> **PAGE TEXT**
= Enterprises in the Soviet Union =

For most of its existence, the vast majority of enterprises in the Soviet Union were state-owned, with a minority being small, cooperatively owned ones (such as artels and production cooperatives). The Russian term for "enterprise" is "предприятие", "predpriyatiye" and it is usually translated as "company".

== Overview ==
For the majority of the History of the Soviet Union, except for the periods of NEP and perestroika, the ownership of the means of production and hence the enterprises belonged to the Soviet people as a whole. The right of ownership for the vast majority (i.e., excluding cooperative enterprises) was exercised by the Soviet state via its ministries and other agencies at various levels of management. Mikhail Gorbachev and his team believed that a key reason for the poor performance of the Soviet economy lay in the issue of ownership, and the main task of economic reforms during perestroika was, as the Soviet leadership put it, "denationalization and demonopolization of the economy and the development of enterprise and competition".

In addition to state enterprises, "промысловая кооперация", i.e., production cooperatives, were composed of small producers, artisans and/or craftsmen, existed until the mid-1960s. These were shut down and their assets, if any, were transferred to state ownership by the resolution of the Central Committee of the CPSU and the Council of Ministers of the USSR of April 14, 1956, "On the Reorganization of Production Cooperation" (О реорганизации промысловой кооперации). The 24th Congress of the CPSU partially reversed this policy, recognizing the necessity of significantly expanding the production of consumer goods using local resources, envisioning the development of crafts' enterprises and subsidiary industrial production.

> **PROBLEM DESCRIPTION**
In the text about Soviet enterprises, what did Mikhail Gorbachev and his team see as a key reason for the Soviet economy's poor performance? Rely only on the text about Soviet enterprises.

> **COLLECTED DATA**

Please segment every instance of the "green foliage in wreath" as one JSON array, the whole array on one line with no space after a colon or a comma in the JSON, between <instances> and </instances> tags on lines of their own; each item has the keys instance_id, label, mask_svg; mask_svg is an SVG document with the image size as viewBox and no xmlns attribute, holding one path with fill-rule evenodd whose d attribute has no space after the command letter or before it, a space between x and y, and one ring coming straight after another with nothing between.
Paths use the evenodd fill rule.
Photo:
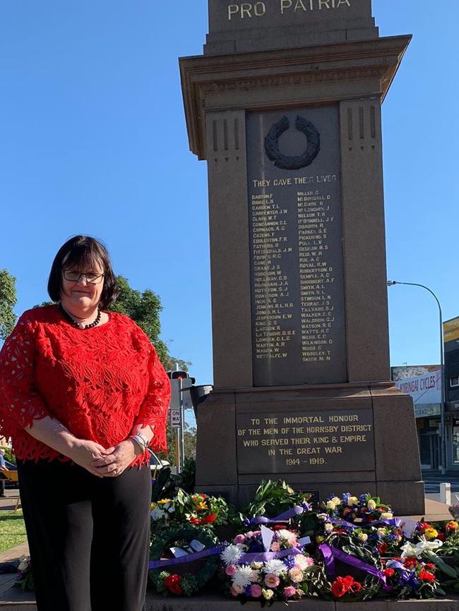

> **SOLUTION FOR THIS PROBLEM**
The issue of ownership.